** To do **
Your reply should hold only the lines from the one containing "black console table." to the final line of the listing below, restated word for word.

** Working data **
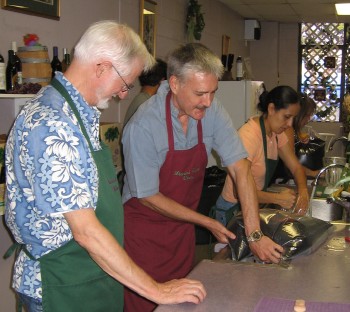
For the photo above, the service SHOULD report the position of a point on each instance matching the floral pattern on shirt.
(49, 171)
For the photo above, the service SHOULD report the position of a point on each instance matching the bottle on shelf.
(11, 72)
(2, 75)
(239, 68)
(66, 60)
(56, 64)
(18, 64)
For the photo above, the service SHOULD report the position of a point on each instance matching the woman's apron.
(162, 246)
(270, 164)
(71, 279)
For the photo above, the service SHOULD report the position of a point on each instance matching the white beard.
(103, 104)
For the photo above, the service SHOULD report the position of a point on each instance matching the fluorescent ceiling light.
(343, 8)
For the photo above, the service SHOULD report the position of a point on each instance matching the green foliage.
(195, 20)
(2, 156)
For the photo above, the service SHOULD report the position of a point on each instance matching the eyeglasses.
(127, 87)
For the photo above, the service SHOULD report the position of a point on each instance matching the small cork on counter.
(299, 305)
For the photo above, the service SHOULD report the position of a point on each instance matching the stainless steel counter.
(323, 276)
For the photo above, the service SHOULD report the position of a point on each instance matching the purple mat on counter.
(269, 304)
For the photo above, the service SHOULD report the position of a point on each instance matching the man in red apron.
(63, 202)
(165, 147)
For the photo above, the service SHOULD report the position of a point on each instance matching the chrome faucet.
(342, 138)
(309, 211)
(325, 169)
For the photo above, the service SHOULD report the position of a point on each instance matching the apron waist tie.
(17, 248)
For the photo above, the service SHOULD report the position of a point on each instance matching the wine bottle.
(239, 68)
(56, 64)
(66, 60)
(2, 75)
(18, 65)
(11, 72)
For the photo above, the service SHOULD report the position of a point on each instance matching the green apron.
(270, 164)
(71, 280)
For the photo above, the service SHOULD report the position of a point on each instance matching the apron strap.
(17, 248)
(58, 86)
(170, 127)
(270, 164)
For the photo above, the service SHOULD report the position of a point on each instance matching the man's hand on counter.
(267, 250)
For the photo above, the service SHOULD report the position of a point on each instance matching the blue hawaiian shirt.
(49, 171)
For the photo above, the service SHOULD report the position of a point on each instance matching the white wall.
(275, 56)
(76, 15)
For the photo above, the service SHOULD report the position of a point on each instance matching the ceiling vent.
(252, 30)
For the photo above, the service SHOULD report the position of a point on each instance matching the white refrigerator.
(240, 99)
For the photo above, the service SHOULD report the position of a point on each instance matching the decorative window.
(325, 66)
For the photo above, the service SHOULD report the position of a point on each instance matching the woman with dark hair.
(295, 134)
(265, 140)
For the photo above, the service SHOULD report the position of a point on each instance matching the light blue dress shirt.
(145, 142)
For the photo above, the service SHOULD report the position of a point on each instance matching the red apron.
(164, 247)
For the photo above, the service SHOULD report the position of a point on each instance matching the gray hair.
(193, 57)
(115, 42)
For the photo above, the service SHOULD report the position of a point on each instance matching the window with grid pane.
(324, 66)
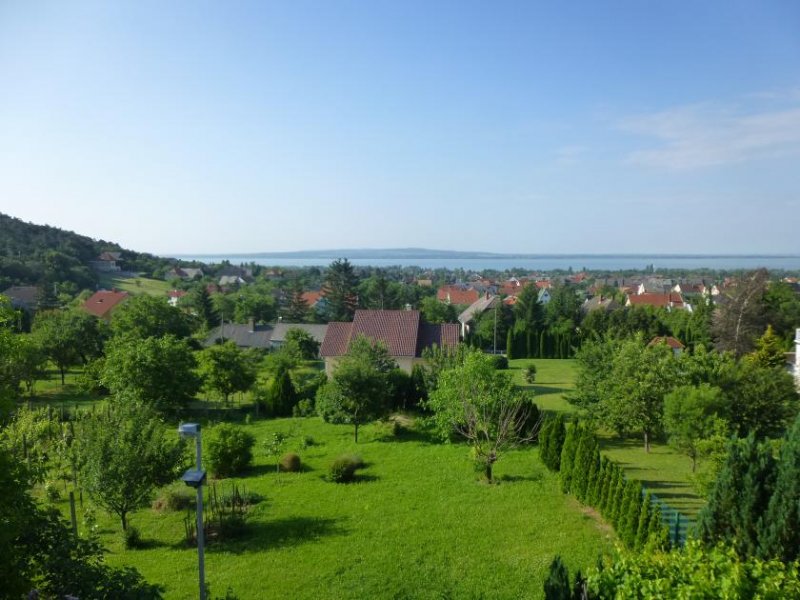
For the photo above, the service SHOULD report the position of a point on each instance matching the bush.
(304, 408)
(290, 463)
(343, 469)
(175, 497)
(230, 450)
(132, 538)
(500, 362)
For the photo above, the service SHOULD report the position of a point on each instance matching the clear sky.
(559, 127)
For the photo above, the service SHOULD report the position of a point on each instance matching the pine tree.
(557, 585)
(510, 344)
(657, 531)
(740, 497)
(644, 522)
(780, 538)
(568, 455)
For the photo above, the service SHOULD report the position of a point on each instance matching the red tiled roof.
(103, 302)
(311, 298)
(657, 300)
(669, 341)
(401, 330)
(457, 295)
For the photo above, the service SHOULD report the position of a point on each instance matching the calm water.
(542, 263)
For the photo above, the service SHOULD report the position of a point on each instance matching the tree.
(297, 309)
(480, 404)
(633, 392)
(358, 391)
(149, 316)
(68, 337)
(303, 343)
(780, 536)
(691, 414)
(340, 291)
(738, 321)
(282, 396)
(126, 452)
(38, 550)
(739, 499)
(769, 350)
(155, 371)
(225, 369)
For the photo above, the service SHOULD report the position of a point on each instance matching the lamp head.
(187, 430)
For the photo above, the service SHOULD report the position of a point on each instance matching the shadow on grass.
(280, 533)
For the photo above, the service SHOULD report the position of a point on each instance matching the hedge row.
(600, 483)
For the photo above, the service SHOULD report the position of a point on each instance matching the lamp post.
(194, 478)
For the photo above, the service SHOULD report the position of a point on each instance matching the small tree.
(225, 369)
(125, 453)
(481, 405)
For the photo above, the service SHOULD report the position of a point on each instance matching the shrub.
(174, 497)
(304, 408)
(132, 538)
(530, 374)
(343, 469)
(290, 463)
(230, 450)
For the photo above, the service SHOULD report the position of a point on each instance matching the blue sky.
(188, 127)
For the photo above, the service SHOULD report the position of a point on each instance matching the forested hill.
(42, 255)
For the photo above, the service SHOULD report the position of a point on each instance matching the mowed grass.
(135, 285)
(554, 378)
(664, 471)
(418, 523)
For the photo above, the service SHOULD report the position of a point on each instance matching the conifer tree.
(657, 531)
(780, 538)
(557, 586)
(644, 522)
(739, 499)
(568, 455)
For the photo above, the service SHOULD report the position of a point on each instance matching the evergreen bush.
(230, 450)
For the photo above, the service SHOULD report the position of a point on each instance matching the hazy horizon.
(514, 128)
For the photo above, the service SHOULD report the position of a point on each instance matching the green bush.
(230, 450)
(174, 497)
(290, 463)
(343, 469)
(132, 538)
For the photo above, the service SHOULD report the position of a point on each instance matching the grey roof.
(245, 336)
(478, 307)
(23, 296)
(316, 331)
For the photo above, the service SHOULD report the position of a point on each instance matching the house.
(457, 294)
(175, 296)
(25, 297)
(403, 332)
(279, 330)
(185, 273)
(670, 300)
(101, 304)
(599, 302)
(248, 335)
(107, 262)
(674, 343)
(477, 308)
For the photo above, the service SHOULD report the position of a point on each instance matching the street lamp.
(194, 478)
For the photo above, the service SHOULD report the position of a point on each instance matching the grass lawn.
(554, 378)
(417, 524)
(663, 470)
(135, 285)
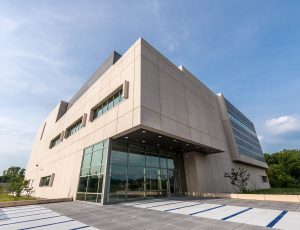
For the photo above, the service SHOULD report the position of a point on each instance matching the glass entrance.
(139, 171)
(174, 183)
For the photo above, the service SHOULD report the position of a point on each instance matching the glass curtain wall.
(91, 174)
(138, 171)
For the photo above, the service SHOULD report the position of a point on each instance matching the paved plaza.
(175, 214)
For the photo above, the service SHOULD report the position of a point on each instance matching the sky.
(248, 50)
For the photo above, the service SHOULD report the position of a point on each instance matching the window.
(47, 181)
(74, 128)
(108, 104)
(55, 141)
(264, 179)
(91, 175)
(43, 131)
(240, 123)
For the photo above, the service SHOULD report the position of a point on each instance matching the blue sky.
(249, 50)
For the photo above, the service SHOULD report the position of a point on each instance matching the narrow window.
(55, 141)
(74, 128)
(108, 104)
(43, 131)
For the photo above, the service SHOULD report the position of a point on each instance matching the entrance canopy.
(146, 137)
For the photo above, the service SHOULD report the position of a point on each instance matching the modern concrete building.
(142, 127)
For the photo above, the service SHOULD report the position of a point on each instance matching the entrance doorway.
(174, 183)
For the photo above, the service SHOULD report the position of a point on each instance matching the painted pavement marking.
(254, 216)
(37, 217)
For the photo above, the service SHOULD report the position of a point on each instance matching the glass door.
(174, 183)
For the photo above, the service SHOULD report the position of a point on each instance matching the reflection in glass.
(91, 197)
(93, 184)
(97, 158)
(91, 174)
(136, 159)
(86, 160)
(82, 184)
(118, 157)
(152, 161)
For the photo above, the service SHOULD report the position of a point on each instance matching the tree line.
(284, 168)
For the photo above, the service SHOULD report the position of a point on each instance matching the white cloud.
(283, 124)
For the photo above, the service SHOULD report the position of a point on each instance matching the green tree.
(238, 179)
(16, 179)
(284, 168)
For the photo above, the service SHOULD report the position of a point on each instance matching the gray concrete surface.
(119, 216)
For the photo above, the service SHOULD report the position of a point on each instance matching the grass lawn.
(278, 191)
(6, 197)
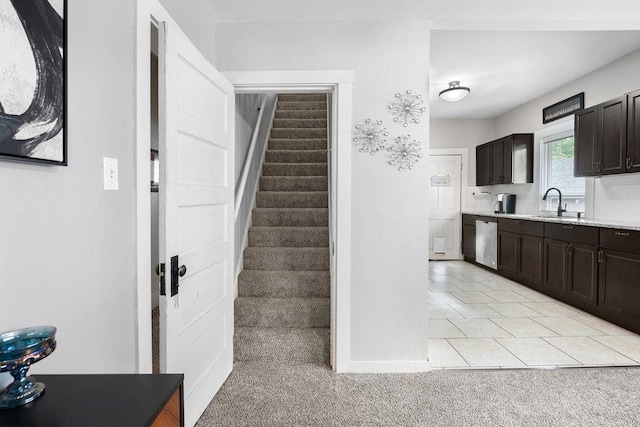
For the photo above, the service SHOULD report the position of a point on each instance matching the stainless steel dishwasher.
(487, 242)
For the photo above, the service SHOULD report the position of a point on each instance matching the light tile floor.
(478, 319)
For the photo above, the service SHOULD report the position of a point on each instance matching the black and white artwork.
(32, 81)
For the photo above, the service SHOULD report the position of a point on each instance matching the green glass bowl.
(19, 350)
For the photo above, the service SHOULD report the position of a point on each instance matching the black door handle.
(182, 270)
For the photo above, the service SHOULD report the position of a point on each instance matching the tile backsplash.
(612, 198)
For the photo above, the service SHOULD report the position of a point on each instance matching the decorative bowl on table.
(19, 350)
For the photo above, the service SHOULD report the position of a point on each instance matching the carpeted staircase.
(282, 311)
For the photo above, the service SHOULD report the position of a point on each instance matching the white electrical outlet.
(110, 168)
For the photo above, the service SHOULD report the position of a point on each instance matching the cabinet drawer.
(572, 233)
(620, 240)
(530, 228)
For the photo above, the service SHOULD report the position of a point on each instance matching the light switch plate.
(110, 167)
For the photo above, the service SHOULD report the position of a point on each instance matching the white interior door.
(196, 219)
(444, 207)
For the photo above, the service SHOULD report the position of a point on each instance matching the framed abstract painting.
(32, 81)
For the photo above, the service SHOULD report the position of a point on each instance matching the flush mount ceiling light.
(455, 92)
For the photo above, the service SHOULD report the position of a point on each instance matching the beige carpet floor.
(264, 394)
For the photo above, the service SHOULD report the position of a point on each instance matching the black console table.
(103, 400)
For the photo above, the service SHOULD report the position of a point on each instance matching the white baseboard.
(388, 366)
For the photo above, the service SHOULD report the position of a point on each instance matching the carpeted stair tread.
(283, 258)
(283, 284)
(292, 199)
(305, 237)
(296, 156)
(310, 345)
(302, 97)
(294, 169)
(301, 114)
(294, 183)
(300, 123)
(292, 133)
(282, 312)
(291, 217)
(304, 105)
(298, 144)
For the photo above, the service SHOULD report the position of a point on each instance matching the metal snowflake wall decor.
(370, 136)
(407, 108)
(405, 153)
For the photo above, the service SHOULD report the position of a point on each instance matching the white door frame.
(145, 12)
(339, 83)
(464, 173)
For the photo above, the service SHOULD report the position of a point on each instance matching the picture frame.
(33, 75)
(563, 108)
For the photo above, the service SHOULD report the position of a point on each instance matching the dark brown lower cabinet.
(520, 257)
(570, 272)
(530, 260)
(555, 266)
(582, 282)
(469, 242)
(619, 281)
(508, 254)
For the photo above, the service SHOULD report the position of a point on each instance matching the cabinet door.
(582, 280)
(483, 164)
(507, 160)
(530, 258)
(496, 162)
(611, 145)
(507, 253)
(632, 161)
(619, 288)
(555, 266)
(469, 242)
(585, 142)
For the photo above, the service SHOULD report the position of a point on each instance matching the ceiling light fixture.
(455, 92)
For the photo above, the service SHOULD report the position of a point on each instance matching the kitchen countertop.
(563, 220)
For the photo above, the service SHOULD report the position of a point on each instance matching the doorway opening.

** Answer space **
For the photo above, the service SHOULD report the position of a point on each instance matching the black console table.
(103, 400)
For the photo above, the service SHOULD report the position of a point on each instance matching the white baseboard.
(388, 366)
For the photo above, the service SHOULD report the position of a point on each instance matching the carpeted stair tread.
(283, 258)
(283, 284)
(292, 199)
(305, 237)
(296, 156)
(310, 345)
(302, 97)
(294, 169)
(301, 114)
(294, 183)
(300, 123)
(292, 133)
(282, 312)
(291, 217)
(304, 105)
(298, 144)
For the photo above, the service SHOULD report the position of a point on each instance matching the metal snowflake wall decor.
(370, 136)
(407, 108)
(405, 153)
For the photo above, the service SHOULD report the position of a point on each instance matching the white door frame.
(145, 12)
(339, 83)
(464, 173)
For the photo above, the service SHOULD report the position of a point on each instance matching the picture frame.
(33, 75)
(563, 108)
For the photo above, the service SHOULD report the position of a point on each instance matching the dark brown lower cabinet.
(520, 257)
(570, 272)
(530, 260)
(555, 266)
(582, 282)
(469, 242)
(619, 281)
(508, 254)
For the photo above, the service SHOULD report the position of a point on each instance matching the cabinet door.
(582, 280)
(483, 164)
(507, 160)
(530, 258)
(496, 162)
(611, 145)
(507, 253)
(632, 161)
(619, 288)
(555, 266)
(469, 242)
(585, 142)
For the photo above, the service SHOULD report the position of a point on each instance matching the ceiling light fixture.
(455, 92)
For the photo above, the service SHOULD report the position of a point on each instance matching the kitchen countertop.
(563, 220)
For the photo above, the service SHOULD report the position of a point on each instance matching the doorway opening.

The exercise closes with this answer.